======== Page text ========

[Koha-bugs] [Bug 13706] Deduping authorities script (dedup_authorities.pl)

bugzilla-daemon at bugs.koha-community.org bugzilla-daemon at bugs.koha-community.org
Fri Oct 27 02:00:07 CEST 2023


https://bugs.koha-community.org/bugzilla3/show_bug.cgi?id=13706

--- Comment #18 from David Nind <david at davidnind.com> ---
It seems to work with my limited testing - if this isn't sufficient, please
change the status.

The only thing I found confusing was the message shown when run "Deleted XX
authorities" - I'm assuming there is some logic here that I don't quite get.

Basic testing notes (using KTD):

1. Go to Authorities
2. Duplicate an existing personal name authority that is used in a record
3. Note the original and duplicate authority number
4. Run the script: misc/maintenance/dedup_authorities.pl -v -a PERSO_NAME -m
date -c
5. Check the authorities in the staff interface - one is deleted and one is
kept

I did some other testing, notes as follows.

FYI 
===

Number of terms for authority types - from the script and search results in the
staff interface:

Chronological (CHRON_TERM): Script: 0 ; Search result: 0
Corporate Name (CORPO_NAME): Script: 88 ; Search result: 88
Genre/Form Term (GENRE/FORM): Script: 49 ; Search result: 49
Geographic Name (GEOGR_NAME): Script: 142 ; Search result: 142
Meeting Name (MEETI_NAME): Script: 3 ; Search result: 3
Personal Name (PERSO_NAME): Script: 650 ; Search result: 650
Topical Term (TOPIC_TERM): Script: 663 ; Search result: 663
Uniform Title (UNIF_TITLE): Script: 111 ; Search result: 111

Default/No authority type selected: Script: 1706 ; Search result: 1706

Script result - showing authority records by type:

kohadev-koha at kohadevbox:koha(bz13706)$ misc/maintenance/dedup_authorities.pl -v
-m date
RUNNING IN TEST MODE, NO CHANGES WILL BE MADE
Fetching authtypecodes...

======== Dataset content ========

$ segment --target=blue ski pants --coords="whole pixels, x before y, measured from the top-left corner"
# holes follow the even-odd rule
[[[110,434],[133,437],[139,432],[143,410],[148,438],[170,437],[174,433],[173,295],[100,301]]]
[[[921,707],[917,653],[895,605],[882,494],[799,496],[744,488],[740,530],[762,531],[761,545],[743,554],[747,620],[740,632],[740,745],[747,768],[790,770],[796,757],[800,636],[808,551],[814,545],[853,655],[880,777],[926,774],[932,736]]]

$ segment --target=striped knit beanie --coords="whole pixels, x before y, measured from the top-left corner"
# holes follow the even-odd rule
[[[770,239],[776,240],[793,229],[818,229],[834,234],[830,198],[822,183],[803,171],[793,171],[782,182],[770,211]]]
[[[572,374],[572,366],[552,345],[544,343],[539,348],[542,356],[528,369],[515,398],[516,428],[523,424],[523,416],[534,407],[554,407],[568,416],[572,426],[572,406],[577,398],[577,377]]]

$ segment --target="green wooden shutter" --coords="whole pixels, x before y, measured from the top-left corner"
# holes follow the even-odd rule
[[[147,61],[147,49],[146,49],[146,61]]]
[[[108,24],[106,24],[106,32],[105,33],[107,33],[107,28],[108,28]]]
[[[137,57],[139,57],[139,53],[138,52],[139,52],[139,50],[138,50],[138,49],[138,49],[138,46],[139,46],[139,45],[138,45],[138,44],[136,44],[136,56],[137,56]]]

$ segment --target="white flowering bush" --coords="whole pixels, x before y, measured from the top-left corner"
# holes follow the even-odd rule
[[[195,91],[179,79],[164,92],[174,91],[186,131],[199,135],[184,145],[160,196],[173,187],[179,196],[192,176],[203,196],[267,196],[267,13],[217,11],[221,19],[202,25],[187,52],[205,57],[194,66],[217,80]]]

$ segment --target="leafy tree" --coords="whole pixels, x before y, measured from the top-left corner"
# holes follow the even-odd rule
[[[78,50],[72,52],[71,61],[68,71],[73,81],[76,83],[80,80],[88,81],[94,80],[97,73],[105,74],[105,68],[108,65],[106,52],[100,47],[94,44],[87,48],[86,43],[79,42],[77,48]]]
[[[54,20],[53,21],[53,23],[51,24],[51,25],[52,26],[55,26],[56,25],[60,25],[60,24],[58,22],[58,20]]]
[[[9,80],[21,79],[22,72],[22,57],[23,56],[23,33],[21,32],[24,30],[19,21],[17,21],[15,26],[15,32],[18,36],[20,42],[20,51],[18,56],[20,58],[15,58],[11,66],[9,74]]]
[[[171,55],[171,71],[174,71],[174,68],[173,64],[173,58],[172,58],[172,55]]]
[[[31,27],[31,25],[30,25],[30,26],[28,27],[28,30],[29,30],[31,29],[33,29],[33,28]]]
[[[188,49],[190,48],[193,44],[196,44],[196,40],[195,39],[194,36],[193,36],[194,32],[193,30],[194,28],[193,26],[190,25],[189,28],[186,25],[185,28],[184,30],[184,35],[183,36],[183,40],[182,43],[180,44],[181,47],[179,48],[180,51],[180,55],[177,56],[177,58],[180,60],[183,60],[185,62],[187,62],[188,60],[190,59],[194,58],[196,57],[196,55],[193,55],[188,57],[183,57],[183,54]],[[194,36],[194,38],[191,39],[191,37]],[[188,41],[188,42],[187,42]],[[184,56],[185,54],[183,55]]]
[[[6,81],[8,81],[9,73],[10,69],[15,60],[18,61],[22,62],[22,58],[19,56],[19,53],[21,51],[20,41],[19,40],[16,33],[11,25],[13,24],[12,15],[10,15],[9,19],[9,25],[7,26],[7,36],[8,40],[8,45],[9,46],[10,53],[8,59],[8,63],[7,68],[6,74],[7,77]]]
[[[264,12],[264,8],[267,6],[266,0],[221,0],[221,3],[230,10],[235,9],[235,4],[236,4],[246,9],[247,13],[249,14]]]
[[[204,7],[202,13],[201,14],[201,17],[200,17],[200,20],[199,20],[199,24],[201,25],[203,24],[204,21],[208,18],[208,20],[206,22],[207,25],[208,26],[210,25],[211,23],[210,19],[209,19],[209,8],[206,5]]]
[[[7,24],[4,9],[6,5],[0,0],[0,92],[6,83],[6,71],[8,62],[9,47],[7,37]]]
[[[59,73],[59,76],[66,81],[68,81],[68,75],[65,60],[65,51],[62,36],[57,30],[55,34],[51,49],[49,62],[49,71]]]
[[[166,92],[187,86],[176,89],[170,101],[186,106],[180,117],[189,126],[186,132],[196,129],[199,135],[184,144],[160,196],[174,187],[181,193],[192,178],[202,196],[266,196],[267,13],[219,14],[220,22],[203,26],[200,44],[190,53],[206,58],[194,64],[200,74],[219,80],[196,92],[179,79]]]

========

* [Tasks for this exercise]
1. Reproduce the part of the Koha bug comment that opens with the words containing "1. Go to Authorities" and closes with "notes as follows.".
2. In the Koha bug comment, which message shown when the script ran did the commenter find confusing?
3. Please sum up the Koha bug comment in two sentences.
The material has no connection to the Koha bug comment.

* [Expected outputs]
1.
1. Go to Authorities
2. Duplicate an existing personal name authority that is used in a record
3. Note the original and duplicate authority number
4. Run the script: misc/maintenance/dedup_authorities.pl -v -a PERSO_NAME -m
date -c
5. Check the authorities in the staff interface - one is deleted and one is
kept

I did some other testing, notes as follows.

2. The "Deleted XX authorities" message.

3. David Nind reports that the deduping authorities script seemed to work in his limited testing, though he found the "Deleted XX authorities" message confusing. He lists basic testing steps using KTD and shows that the script's term counts for each authority type match the search results in the staff interface.